■ **DIRECTION**
Print the entries below again line for line, with each word and mark unchanged.

■ **RECORDS PROVIDED**

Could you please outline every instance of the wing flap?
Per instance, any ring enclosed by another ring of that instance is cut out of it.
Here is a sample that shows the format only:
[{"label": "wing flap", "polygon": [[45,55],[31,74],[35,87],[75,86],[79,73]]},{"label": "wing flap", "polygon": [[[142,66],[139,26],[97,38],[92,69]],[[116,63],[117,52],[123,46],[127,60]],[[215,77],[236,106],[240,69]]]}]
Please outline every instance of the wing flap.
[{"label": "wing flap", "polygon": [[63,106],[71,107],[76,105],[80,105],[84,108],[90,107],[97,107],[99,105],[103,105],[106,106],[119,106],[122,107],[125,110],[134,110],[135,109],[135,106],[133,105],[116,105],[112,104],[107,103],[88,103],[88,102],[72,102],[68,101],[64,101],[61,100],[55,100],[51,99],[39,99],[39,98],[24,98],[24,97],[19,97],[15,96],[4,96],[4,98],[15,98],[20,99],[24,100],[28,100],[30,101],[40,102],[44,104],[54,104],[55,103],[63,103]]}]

■ **TASK ANSWER**
Could you please outline every instance of the wing flap?
Per instance, any ring enclosed by another ring of that instance is cut out of it.
Here is a sample that shows the format only:
[{"label": "wing flap", "polygon": [[45,55],[31,74],[35,87],[75,86],[79,73]]},{"label": "wing flap", "polygon": [[[142,66],[139,26],[97,38],[92,69]],[[116,63],[117,52],[123,46],[127,60]],[[215,77],[236,106],[240,69]]]}]
Please outline every instance of the wing flap.
[{"label": "wing flap", "polygon": [[63,106],[71,107],[76,105],[80,105],[84,108],[90,107],[97,107],[99,105],[103,105],[106,106],[119,106],[122,107],[125,110],[134,110],[135,109],[135,106],[133,105],[116,105],[112,104],[107,103],[88,103],[88,102],[72,102],[68,101],[64,101],[61,100],[55,100],[51,99],[39,99],[39,98],[24,98],[24,97],[19,97],[15,96],[4,96],[4,98],[15,98],[20,99],[24,100],[28,100],[30,101],[40,102],[44,104],[54,104],[55,103],[63,103]]}]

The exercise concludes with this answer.